- [How to complete this task] Below are records to reproduce in full; copy them exactly but keep the pictures out.

────────────────────

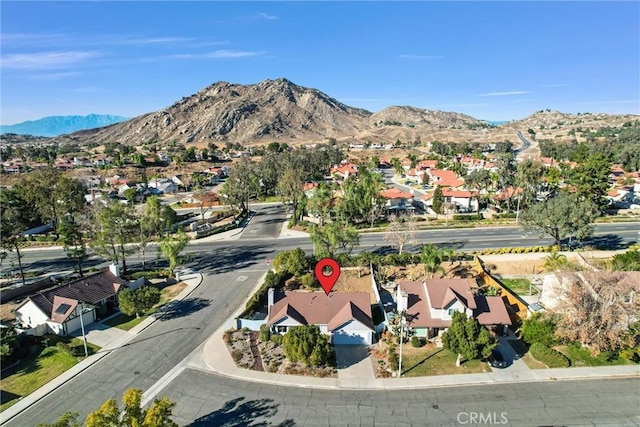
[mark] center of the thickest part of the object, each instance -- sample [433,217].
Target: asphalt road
[230,275]
[263,229]
[231,270]
[209,400]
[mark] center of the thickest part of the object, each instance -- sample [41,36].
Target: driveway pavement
[354,365]
[100,334]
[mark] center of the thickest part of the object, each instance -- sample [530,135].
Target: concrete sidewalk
[111,342]
[218,360]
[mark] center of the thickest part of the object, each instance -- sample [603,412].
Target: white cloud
[405,56]
[46,60]
[218,54]
[266,16]
[509,93]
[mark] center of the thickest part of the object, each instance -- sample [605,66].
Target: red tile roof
[90,289]
[395,193]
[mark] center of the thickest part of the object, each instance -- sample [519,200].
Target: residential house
[445,178]
[462,200]
[162,186]
[397,200]
[344,170]
[430,304]
[344,316]
[57,310]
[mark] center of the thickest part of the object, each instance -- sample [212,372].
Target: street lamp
[402,322]
[84,336]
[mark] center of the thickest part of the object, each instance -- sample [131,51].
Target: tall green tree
[320,203]
[332,237]
[591,178]
[468,339]
[242,184]
[52,194]
[114,227]
[530,174]
[308,345]
[290,190]
[432,257]
[73,241]
[15,217]
[561,216]
[171,246]
[137,301]
[438,200]
[478,180]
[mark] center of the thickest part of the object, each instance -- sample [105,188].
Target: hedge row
[550,357]
[519,250]
[259,299]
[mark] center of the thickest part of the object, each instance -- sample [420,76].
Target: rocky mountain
[59,125]
[279,110]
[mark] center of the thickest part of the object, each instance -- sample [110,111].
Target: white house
[429,305]
[345,317]
[57,310]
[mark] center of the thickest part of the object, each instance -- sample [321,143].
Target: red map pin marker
[327,281]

────────────────────

- [Response to this exercise]
[mark] center of the thickest part of the object, each instance -- sample [433,217].
Target: asphalt road
[230,275]
[263,229]
[231,270]
[209,400]
[mark] center of the thickest part of the object, each instance -- sample [41,36].
Target: driveway pavement
[354,365]
[100,334]
[mark] center of the thickest part of the object, each instance -- sample [530,135].
Target: concrete sidewalk
[111,342]
[218,360]
[mark] center of the thickest part of the object, each instance -- sample [603,412].
Target: white cloud
[405,56]
[46,60]
[218,54]
[266,16]
[509,93]
[mark] center of the thickest part of the object, each instance -- sample [605,66].
Target: red tile roof
[90,289]
[395,193]
[mark] center of the thickest part of the object, each instance -- sample [519,200].
Target: residential house
[445,178]
[462,200]
[162,186]
[397,200]
[344,170]
[430,304]
[344,316]
[57,310]
[mark] center of the thickest part of the object, each instance -- sample [212,372].
Target: street lamp
[402,322]
[84,336]
[mark] center of the thickest part of the object, each instance -- sample [131,51].
Target: tall green tree
[320,203]
[332,237]
[591,178]
[468,339]
[242,184]
[52,194]
[114,227]
[530,174]
[308,345]
[290,190]
[432,257]
[73,241]
[15,217]
[561,216]
[171,246]
[137,301]
[438,200]
[478,180]
[mark] center of the thickest part of the object, each instance -- sample [105,188].
Target: hedge row
[550,357]
[519,250]
[259,299]
[mark] center of the thickest part of the object, each instance -- sample [420,76].
Target: rocky mountain
[59,125]
[279,110]
[mark] center of the thickest part of the object, each instance -- sample [110,111].
Target: white house
[429,305]
[345,317]
[57,310]
[mark] center of the thickest part of the object, each instance -- sample [321,143].
Target: red map pin marker
[327,281]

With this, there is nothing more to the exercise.